Provided data ->
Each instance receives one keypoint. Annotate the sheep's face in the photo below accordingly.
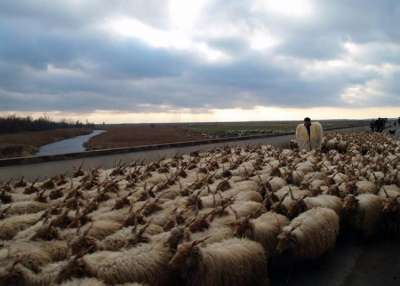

* * *

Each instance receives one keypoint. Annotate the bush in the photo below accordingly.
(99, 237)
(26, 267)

---

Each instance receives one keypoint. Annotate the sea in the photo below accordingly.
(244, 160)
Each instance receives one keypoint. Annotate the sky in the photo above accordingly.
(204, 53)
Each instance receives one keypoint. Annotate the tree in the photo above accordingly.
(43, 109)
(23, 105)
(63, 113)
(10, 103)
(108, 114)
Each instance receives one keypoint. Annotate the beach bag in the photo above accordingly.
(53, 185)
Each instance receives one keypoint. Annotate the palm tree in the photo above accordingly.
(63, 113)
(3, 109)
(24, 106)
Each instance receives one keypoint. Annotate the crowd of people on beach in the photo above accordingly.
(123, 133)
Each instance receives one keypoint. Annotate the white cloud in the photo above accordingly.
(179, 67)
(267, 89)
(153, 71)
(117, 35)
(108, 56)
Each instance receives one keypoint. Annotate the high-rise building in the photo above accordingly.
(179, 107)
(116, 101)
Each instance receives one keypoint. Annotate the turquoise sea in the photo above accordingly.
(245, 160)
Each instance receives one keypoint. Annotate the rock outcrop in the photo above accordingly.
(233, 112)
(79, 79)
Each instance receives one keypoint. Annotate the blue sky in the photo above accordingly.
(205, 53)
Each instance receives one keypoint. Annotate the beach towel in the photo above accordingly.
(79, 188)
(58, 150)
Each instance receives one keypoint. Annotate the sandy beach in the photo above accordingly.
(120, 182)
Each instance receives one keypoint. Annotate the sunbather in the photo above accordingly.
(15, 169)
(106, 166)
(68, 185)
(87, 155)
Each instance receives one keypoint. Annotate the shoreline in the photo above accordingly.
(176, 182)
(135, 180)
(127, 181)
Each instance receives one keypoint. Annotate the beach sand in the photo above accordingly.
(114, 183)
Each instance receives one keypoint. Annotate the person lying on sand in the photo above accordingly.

Stated problem -> Turn the records in the stretch from the line containing "Each instance receives one keypoint. Annotate the shoreline" through the line containing "Each instance receives one keypoint. Annotate the person" into a numbered list, skipping any blank lines.

The reply ->
1. Each instance receives one keypoint. Annotate the shoreline in the photo above accordingly.
2. (176, 182)
3. (135, 180)
4. (127, 181)
5. Each instance receives one keypoint. Annotate the beach sand in the photo above accordingly.
6. (114, 183)
7. Each instance receives one keypoint. Annotate the person lying on sand in the photo above accordingly.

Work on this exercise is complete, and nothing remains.